= Task goal =
Each entry is to be retyped exactly as it appears, and each image is to be dropped.

Referring expression data
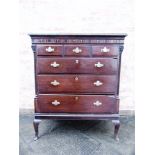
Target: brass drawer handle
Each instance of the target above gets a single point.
(55, 102)
(55, 64)
(99, 65)
(76, 61)
(55, 83)
(98, 83)
(49, 49)
(97, 103)
(105, 50)
(77, 50)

= Answer section =
Target: brass drawer handle
Each instance of the target above gets a single point.
(55, 102)
(55, 64)
(99, 65)
(76, 61)
(55, 83)
(98, 83)
(49, 49)
(97, 103)
(105, 50)
(77, 50)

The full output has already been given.